TASK GOAL - Please copy all of the entries below word for word, line by line, without changing anything.

DATA TO USE -
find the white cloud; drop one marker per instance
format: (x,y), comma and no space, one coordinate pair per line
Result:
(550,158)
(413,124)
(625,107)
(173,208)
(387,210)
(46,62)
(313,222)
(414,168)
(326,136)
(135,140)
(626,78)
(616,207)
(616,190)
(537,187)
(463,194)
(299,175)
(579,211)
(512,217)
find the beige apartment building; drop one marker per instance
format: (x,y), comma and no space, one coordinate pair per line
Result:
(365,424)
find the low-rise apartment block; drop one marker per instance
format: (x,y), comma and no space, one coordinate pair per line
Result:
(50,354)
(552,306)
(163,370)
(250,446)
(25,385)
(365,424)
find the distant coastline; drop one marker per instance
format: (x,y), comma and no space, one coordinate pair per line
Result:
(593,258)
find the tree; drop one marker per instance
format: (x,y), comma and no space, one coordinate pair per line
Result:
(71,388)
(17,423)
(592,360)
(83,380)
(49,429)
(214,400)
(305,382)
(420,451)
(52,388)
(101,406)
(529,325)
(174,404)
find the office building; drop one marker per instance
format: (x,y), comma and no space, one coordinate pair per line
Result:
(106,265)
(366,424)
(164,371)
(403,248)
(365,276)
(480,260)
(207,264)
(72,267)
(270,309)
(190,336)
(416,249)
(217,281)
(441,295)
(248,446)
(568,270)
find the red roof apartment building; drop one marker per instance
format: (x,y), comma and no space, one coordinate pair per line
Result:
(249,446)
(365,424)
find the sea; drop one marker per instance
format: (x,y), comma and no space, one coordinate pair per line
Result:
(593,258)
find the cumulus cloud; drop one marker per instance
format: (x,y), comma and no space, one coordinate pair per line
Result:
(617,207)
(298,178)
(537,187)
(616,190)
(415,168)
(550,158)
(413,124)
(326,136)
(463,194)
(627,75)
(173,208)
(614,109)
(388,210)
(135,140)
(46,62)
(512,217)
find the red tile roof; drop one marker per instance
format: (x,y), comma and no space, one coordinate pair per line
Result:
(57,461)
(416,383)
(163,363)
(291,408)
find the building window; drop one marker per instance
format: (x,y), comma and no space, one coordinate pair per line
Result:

OUTPUT -
find the white cloud; drop one marker per instance
format: (x,y), comma and no space, one coordinate pair per line
Result:
(550,158)
(413,124)
(625,107)
(173,208)
(387,210)
(46,62)
(313,222)
(414,168)
(326,136)
(135,140)
(626,78)
(616,207)
(616,190)
(537,187)
(463,194)
(299,175)
(579,211)
(512,217)
find the beige apartment building; drop one marker per instance
format: (x,y), comma and no space, one coordinate pair per line
Result:
(365,424)
find the low-rise apartment block; drop one marker per instance
format: (x,y), comma and no space, one coordinate pair per line
Result:
(50,354)
(552,306)
(163,370)
(250,446)
(25,385)
(365,424)
find the distant coastline; drop one marker per instance
format: (x,y), comma and no space, one coordinate pair per line
Result:
(593,258)
find the tree; drop one marker per instance
format: (x,y), comma and no space, one coordinate pair per line
Result:
(71,388)
(17,423)
(592,360)
(83,380)
(49,429)
(214,400)
(305,382)
(420,451)
(52,388)
(101,406)
(529,325)
(174,404)
find the office building; drop one marker per instance
format: (x,y), comma and no space, one coordinate pair per line
Result:
(106,265)
(366,424)
(164,371)
(403,248)
(365,276)
(480,260)
(207,264)
(72,267)
(270,309)
(190,336)
(416,249)
(217,281)
(441,295)
(248,446)
(568,270)
find the red roof apartment building; drop one marker per instance
format: (x,y), comma and no space, one coordinate pair per line
Result:
(249,446)
(365,424)
find the sea; drop one marker per instance
format: (x,y), comma and no space, one coordinate pair per line
Result:
(593,258)
find the cumulus cloud; drop one marker per instance
format: (x,y), comma and no space, one coordinate pair per line
Result:
(617,207)
(298,178)
(537,187)
(616,190)
(415,168)
(550,158)
(413,124)
(326,136)
(463,194)
(627,75)
(173,208)
(614,109)
(388,210)
(135,140)
(46,62)
(512,217)
find the red tile roof; drop one marker per instance
format: (x,y), comma and no space, one coordinate pair per line
Result:
(57,461)
(416,383)
(163,363)
(291,408)
find the building window; drop one marker per instance
format: (x,y), comma and no space, one coordinate pair per line
Result:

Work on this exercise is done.